• [Passage cité]:
######

François Nicolas Henri Racine de Monville, né en 1734, est un modèle de l'homme de goût du 18ème siècle.
D'une famille de fermiers généraux, riche, beau et même athlète, il joue de la harpe avec Glück ou abat à l'arc un
faisan en vol au cours d'un défi mondain. C'est un cavalier de tout premier ordre, un danseur envié, un joueur de flûte inspiré.
Il est passionné de botanique et d'horticulture, ne rendant pas artificielle sa première charge de Grand Maître des Eaux et Forêts de Normandie.
Son hôtel de la rue d'Anjou, abattu au 19ème siècle pour percer le boulevard Malesherbes, était d'un luxe inouï - il comportait même le chauffage central !
Le Désert est pour lui un délassement à la campagne. En 1774 il acquiert 13 hectares avec le village de Saint-Jacques de Roye (ou de Retz) et son église, le tout en ruine. Il en fait un lieu d'enchantement. Le temple au dieu Pan est édifié le premier, suivi du pavillon chinois, qui dés 1776 rend le lieu habitable. Sauf sous la contrainte, M. de Monville ne s'en détachera plus.
La pyramide glacièrePetit à petit le domaine est agrandi et atteindra 40 hectares en 1792. Des essences rares sont plantées, un jardin d'herbes, des vallons, un étang et l'Ile du bonheur forment un décor exquis. Un potager, des serres le complètent.
Racine de Monville a dessiné lui-même les esquisses des fabriques et le plan des jardins (1). Il engagea un jeune architecte, François Barbier, pour passer à l'exécution.
Ce dernier soutint (sans doute à juste titre) avoir créé la pyramide glacière et demanda en justice la révision de ses gages. Ces revendications indisposèrent M. de Monville, qui le chassa et le remplaça par un simple dessinateur.

######

• [Données fournies]:
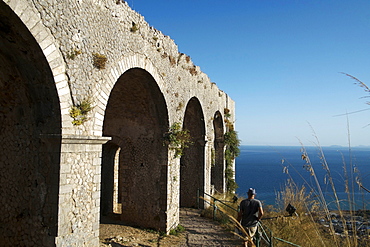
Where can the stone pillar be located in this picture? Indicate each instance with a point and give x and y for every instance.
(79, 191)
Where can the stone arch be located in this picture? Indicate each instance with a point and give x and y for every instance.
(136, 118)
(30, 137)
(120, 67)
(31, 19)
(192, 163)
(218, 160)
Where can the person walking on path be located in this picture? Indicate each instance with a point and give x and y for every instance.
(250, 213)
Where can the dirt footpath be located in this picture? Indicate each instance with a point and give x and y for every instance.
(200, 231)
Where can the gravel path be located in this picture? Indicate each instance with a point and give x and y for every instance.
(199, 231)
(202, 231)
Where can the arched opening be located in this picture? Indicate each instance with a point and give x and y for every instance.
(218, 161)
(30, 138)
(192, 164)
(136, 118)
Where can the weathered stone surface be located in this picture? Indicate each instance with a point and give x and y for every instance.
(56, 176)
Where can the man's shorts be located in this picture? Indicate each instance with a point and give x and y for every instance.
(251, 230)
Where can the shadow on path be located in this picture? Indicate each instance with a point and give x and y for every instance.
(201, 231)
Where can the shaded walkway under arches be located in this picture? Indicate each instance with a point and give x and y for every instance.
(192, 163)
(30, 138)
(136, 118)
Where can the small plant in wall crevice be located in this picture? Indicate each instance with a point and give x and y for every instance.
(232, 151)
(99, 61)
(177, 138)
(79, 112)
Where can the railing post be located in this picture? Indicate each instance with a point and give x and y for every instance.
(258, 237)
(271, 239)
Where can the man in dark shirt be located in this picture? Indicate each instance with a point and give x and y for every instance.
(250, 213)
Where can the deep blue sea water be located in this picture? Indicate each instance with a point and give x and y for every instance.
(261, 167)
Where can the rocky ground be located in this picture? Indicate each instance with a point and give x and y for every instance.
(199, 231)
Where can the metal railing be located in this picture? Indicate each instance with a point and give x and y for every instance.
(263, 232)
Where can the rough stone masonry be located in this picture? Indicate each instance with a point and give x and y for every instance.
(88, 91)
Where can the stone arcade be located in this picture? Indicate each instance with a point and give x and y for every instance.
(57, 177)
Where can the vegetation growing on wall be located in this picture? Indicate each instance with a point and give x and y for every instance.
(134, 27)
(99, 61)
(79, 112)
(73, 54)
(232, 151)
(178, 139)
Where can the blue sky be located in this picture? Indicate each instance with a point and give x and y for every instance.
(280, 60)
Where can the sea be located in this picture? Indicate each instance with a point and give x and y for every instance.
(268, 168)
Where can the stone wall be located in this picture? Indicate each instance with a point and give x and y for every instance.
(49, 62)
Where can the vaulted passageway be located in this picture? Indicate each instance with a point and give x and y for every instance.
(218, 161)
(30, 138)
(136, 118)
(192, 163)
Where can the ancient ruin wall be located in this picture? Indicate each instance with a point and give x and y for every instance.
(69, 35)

######

Extrayez à l'identique le passage sur Racine de Monville, en commençant à « François Nicolas Henri » et en terminant à « chauffage central ! ».

François Nicolas Henri Racine de Monville, né en 1734, est un modèle de l'homme de goût du 18ème siècle.
D'une famille de fermiers généraux, riche, beau et même athlète, il joue de la harpe avec Glück ou abat à l'arc un
faisan en vol au cours d'un défi mondain. C'est un cavalier de tout premier ordre, un danseur envié, un joueur de flûte inspiré.
Il est passionné de botanique et d'horticulture, ne rendant pas artificielle sa première charge de Grand Maître des Eaux et Forêts de Normandie.
Son hôtel de la rue d'Anjou, abattu au 19ème siècle pour percer le boulevard Malesherbes, était d'un luxe inouï - il comportait même le chauffage central !